- Consigne a
D'après l'article, en quelle qualité le ressortissant du Kosovo a-t-il travaillé en Suisse de 1993 à 1996 ?

- Article
···

Greffière: Mme Rochat.
Statuant sur le recours de droit administratif
formé par
S.________, représenté par Me Yves Hofstetter, avocat à Lausanne,
contre
la décision prise le 17 novembre 1999 par le Département fédéral de justice et police;
(art. 13 lettre f OLE: exception aux mesures de limitation)
Vu les pièces du dossier d'où ressortent
les faits suivants:
A.- S.________, ressortissant du Kosovo, né en 1959, est arrivé pour la première fois en Suisse en 1980, au bénéfice d'une autorisation de séjour de trois mois. Il a bénéficié d'une autorisation de même durée en 1982 et 1985. De mars 1987 à octobre 1991, il a fréquenté l'Ecole de français moderne à Lausanne et a bénéficié d'une autorisation de séjour pour études. De 1993 à 1996, il a travaillé en Suisse en qualité de chorégraphe dans un cabaret, les autorités vaudoises lui ayant délivré chaque année plusieurs permis de séjour de courte durée. Du 1er mars au 31 octobre 1997, il a séjourné en Suisse, au bénéfice de huit permis de séjour successifs d'une durée d'un mois chacun.
Marié depuis le 25 mars 1987, sa femme et ses deux enfants sont demeurés dans son pays d'origine.

···

- Contenu des données
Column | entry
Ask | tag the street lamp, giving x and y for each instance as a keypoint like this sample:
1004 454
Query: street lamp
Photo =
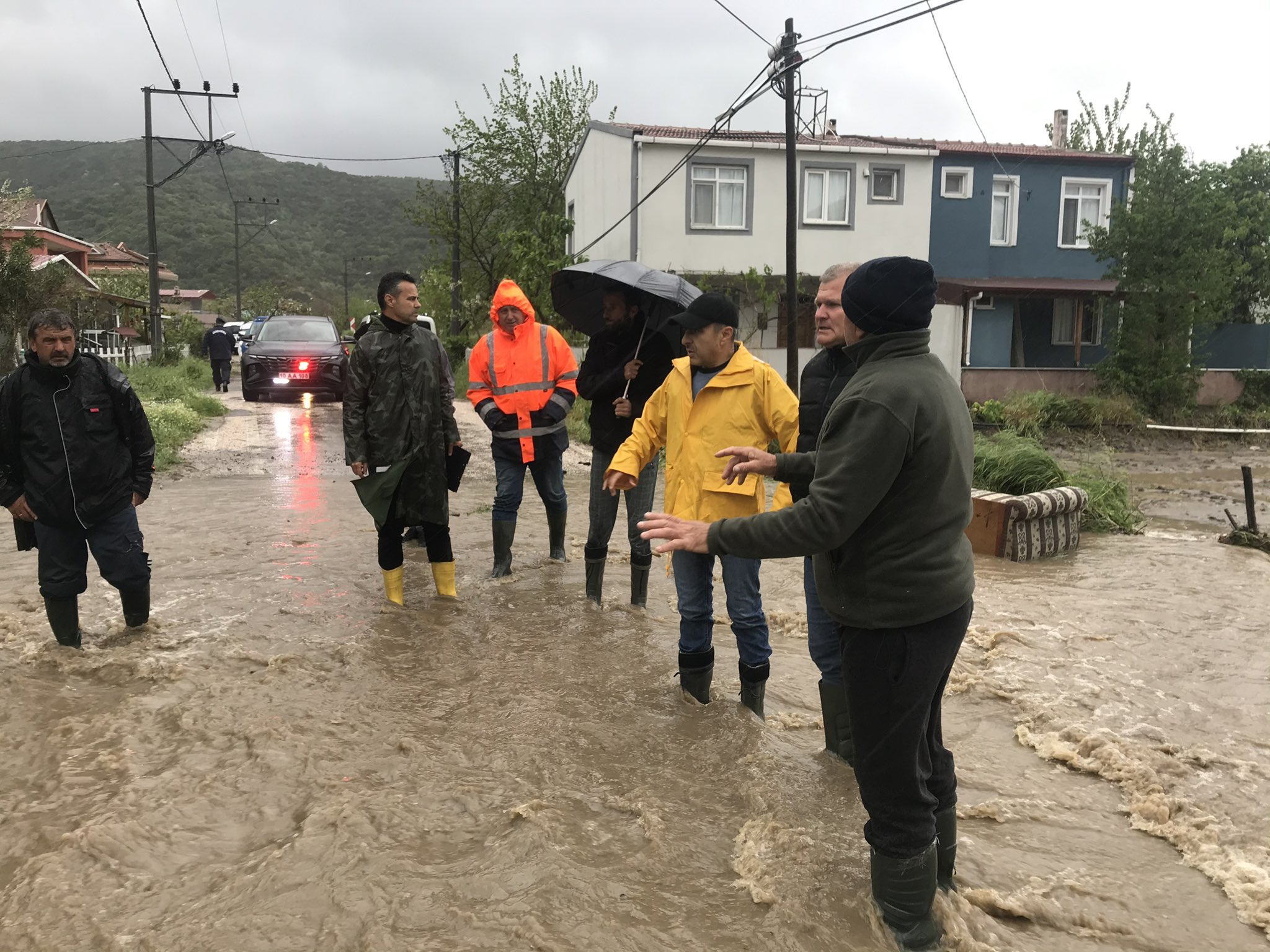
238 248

···

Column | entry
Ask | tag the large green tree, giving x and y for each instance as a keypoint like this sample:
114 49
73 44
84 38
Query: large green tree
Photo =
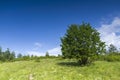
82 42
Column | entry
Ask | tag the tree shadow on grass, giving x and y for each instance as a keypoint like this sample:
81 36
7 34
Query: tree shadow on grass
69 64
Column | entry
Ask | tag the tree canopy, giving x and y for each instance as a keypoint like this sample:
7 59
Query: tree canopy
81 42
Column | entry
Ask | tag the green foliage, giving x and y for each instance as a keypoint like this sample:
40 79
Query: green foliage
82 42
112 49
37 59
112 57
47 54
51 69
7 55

···

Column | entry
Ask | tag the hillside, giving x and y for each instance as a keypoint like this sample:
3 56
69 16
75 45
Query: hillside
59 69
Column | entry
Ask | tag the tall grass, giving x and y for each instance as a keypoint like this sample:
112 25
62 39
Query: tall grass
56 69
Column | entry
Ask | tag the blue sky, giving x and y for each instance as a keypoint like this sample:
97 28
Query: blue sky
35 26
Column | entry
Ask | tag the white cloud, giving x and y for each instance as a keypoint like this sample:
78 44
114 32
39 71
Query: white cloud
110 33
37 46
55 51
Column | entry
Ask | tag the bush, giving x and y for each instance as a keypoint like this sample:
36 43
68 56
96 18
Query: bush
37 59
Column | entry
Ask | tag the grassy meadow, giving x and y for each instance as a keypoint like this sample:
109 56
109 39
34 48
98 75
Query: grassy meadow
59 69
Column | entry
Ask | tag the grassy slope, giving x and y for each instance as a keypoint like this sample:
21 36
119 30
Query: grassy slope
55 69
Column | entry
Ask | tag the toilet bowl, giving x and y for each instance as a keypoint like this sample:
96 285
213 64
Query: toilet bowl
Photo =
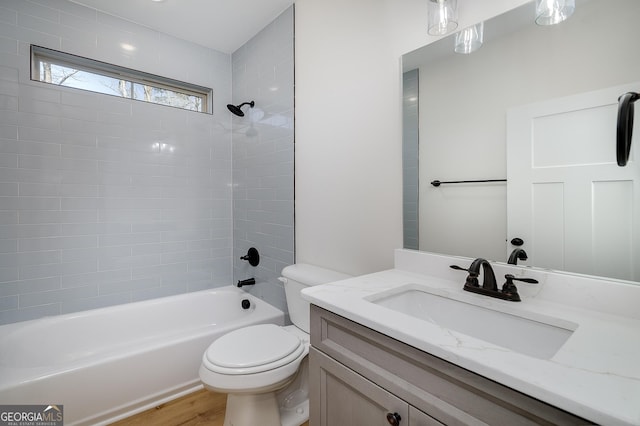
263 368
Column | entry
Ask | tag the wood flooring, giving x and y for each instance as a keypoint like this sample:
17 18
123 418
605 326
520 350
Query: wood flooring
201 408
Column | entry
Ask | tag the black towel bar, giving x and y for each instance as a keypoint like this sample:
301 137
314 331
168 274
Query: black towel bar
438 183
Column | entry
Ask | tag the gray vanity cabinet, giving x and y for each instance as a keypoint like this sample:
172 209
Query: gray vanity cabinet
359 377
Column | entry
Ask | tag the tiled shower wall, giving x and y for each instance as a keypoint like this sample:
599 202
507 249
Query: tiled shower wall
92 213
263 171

···

- Consigne b
Repérez dans les lignes de données chaque ligne où figure le mot "lamp", puis recopiez-la.

- Réponse rédigée a
Comme chorégraphe dans un cabaret.

- Réponse rédigée b
Ask | tag the street lamp, giving x and y for each instance as a keypoint like this sample:
Query: street lamp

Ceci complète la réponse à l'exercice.